### Task brief
Every line from the one with "Note: for every instance of the asphalt" through the end of the records below should be restated word for word, and nothing outside that span.

===

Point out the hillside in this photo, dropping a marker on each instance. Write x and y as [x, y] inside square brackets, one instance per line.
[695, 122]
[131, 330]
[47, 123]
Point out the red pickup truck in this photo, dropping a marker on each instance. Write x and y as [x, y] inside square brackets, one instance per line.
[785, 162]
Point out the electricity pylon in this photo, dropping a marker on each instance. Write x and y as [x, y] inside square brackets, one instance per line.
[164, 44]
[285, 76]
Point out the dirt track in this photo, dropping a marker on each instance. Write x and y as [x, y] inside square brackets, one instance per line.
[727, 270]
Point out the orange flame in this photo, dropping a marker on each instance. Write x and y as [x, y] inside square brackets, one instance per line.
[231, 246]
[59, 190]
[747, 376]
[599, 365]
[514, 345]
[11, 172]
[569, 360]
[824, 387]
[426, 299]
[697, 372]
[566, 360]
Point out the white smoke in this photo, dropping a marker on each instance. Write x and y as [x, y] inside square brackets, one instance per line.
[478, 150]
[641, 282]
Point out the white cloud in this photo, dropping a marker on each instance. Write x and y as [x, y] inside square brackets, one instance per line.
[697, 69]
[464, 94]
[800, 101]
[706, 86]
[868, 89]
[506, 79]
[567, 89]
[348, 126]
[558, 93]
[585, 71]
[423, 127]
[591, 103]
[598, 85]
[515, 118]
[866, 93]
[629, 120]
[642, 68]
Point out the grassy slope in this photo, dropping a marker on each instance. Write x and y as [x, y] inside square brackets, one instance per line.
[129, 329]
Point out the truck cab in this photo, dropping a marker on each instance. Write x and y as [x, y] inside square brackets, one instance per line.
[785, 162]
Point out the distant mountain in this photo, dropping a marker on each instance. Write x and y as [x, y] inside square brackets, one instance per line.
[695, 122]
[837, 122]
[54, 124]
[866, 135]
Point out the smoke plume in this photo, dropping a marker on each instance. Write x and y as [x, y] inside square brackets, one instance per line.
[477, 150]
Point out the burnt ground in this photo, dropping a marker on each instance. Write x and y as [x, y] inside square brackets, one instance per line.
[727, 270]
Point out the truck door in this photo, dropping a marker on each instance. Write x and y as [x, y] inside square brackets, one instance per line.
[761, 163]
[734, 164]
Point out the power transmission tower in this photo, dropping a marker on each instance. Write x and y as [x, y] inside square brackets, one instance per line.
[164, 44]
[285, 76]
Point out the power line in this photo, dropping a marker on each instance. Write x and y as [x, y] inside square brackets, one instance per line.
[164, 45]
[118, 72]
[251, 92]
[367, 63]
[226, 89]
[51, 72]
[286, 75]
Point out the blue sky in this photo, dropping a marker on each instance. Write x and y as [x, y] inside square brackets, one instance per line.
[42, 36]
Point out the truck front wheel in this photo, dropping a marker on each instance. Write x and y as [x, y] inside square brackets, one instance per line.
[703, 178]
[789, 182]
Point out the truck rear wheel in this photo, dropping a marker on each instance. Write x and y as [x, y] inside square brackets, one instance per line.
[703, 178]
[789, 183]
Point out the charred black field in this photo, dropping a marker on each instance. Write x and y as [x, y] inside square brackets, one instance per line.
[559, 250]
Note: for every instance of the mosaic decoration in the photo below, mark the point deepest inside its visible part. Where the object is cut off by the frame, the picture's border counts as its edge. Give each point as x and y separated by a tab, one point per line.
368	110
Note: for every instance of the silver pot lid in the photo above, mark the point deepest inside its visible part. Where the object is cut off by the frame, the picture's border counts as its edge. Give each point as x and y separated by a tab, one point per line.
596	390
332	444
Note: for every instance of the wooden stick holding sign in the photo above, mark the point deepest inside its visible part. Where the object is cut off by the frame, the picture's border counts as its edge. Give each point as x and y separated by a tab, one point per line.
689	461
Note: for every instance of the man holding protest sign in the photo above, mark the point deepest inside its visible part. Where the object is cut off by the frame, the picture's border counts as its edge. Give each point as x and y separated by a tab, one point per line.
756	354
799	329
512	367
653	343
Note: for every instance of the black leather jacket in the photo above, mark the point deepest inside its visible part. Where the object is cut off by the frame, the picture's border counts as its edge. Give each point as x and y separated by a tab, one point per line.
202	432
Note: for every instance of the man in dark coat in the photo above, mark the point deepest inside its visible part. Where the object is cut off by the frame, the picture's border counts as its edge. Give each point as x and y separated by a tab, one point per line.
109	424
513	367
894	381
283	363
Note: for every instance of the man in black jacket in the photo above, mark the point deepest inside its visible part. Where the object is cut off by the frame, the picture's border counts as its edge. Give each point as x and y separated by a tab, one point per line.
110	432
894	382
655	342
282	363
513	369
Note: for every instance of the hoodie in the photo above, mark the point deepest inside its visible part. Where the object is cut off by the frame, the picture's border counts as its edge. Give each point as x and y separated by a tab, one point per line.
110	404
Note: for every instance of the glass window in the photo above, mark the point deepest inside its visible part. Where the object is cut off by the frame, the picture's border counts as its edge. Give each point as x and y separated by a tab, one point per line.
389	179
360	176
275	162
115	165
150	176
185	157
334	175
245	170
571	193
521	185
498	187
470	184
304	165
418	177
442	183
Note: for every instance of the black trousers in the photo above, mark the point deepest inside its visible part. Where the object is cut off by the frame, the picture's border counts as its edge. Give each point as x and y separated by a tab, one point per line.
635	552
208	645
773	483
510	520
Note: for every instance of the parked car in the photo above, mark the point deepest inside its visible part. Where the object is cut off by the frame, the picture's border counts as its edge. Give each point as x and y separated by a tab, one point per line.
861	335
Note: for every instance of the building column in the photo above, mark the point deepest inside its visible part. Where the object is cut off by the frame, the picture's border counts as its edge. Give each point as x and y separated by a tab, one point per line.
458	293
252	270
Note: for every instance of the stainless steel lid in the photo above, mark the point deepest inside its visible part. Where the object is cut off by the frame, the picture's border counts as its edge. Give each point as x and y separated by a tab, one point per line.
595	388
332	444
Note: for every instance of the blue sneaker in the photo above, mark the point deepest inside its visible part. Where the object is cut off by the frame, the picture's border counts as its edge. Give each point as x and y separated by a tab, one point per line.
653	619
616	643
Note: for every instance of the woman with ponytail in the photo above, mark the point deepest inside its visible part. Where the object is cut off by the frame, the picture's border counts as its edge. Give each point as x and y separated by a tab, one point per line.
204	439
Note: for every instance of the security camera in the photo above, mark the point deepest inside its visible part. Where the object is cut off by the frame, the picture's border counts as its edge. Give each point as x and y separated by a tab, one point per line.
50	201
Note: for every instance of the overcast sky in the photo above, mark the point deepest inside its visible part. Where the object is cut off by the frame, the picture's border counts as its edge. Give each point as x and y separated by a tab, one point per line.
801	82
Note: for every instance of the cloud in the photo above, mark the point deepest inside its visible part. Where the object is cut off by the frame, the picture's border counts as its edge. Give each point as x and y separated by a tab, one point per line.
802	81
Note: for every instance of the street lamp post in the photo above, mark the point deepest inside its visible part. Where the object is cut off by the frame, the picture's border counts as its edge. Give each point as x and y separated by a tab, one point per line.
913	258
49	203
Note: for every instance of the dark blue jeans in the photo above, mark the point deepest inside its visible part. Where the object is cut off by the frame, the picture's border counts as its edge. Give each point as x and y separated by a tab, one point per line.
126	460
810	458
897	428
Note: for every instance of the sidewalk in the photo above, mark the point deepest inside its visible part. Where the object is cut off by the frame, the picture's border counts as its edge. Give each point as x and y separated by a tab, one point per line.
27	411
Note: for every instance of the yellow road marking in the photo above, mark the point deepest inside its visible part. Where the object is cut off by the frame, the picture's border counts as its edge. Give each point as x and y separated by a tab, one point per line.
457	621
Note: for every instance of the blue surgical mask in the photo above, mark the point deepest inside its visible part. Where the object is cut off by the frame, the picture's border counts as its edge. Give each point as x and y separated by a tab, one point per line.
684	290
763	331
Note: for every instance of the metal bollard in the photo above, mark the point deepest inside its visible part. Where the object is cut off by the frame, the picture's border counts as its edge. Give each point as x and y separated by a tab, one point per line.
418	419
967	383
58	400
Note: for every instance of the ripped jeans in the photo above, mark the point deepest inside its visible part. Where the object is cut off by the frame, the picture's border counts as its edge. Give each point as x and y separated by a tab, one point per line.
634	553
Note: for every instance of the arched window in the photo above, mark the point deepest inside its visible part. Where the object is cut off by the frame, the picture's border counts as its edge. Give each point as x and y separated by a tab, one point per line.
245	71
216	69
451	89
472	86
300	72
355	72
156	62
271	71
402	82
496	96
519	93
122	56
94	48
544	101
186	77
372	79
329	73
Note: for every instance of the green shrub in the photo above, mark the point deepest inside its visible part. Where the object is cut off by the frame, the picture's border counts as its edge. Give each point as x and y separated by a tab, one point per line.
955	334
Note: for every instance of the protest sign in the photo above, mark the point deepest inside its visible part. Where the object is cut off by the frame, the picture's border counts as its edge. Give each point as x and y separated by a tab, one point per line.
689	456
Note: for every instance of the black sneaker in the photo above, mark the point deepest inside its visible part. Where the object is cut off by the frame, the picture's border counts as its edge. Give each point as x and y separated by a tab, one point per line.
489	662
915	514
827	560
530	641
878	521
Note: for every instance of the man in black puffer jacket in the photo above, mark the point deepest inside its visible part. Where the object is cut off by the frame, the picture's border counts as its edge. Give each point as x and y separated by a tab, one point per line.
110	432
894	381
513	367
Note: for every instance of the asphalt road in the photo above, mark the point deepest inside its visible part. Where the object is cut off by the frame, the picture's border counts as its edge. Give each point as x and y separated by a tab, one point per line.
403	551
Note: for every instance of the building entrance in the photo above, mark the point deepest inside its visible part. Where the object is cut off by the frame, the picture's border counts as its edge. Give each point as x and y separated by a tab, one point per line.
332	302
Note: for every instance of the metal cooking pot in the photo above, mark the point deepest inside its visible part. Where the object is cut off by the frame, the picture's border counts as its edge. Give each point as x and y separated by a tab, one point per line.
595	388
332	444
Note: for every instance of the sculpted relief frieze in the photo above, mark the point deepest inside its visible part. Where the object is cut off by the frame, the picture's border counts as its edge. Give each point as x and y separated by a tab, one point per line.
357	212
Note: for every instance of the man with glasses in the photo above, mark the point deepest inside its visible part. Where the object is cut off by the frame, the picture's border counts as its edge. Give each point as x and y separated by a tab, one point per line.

===

### Answer to the exercise
Note: for every instance of the asphalt road in the photo above, mark the point deepest inside its visible part. Where the object is cut off by the frame, the picture's border counts as its edge. Give each point as x and y separated by a tab, one point per line.
403	551
Note: for every instance of the building entrance in the photo above, mark the point deepest inside its visible part. Where the object is cut off by the frame, the picture's border counts as its edge. Give each point as x and y separated by a tab, one point per line.
332	302
Note: for every instance of the metal cooking pot in the photo above, mark the point deepest inside its visible part. Where the object is cut off by the frame, the picture's border counts as its edge. Give each point as x and y separated by a tab, one point per line.
595	388
332	444
Note: for every instance of the sculpted relief frieze in the photo above, mark the point deepest inside its visible part. Where the object is cut off by the frame, the picture's border counts as its edge. Give each point as x and y separated by a tab, one point per line.
357	212
Note: for every instance of the man with glasses in the photo above, mark the point deepest inside its visible part. Where the object is cut off by the frame, the picture's border counts as its edge. Give each point as x and y separated by a tab, one point per line.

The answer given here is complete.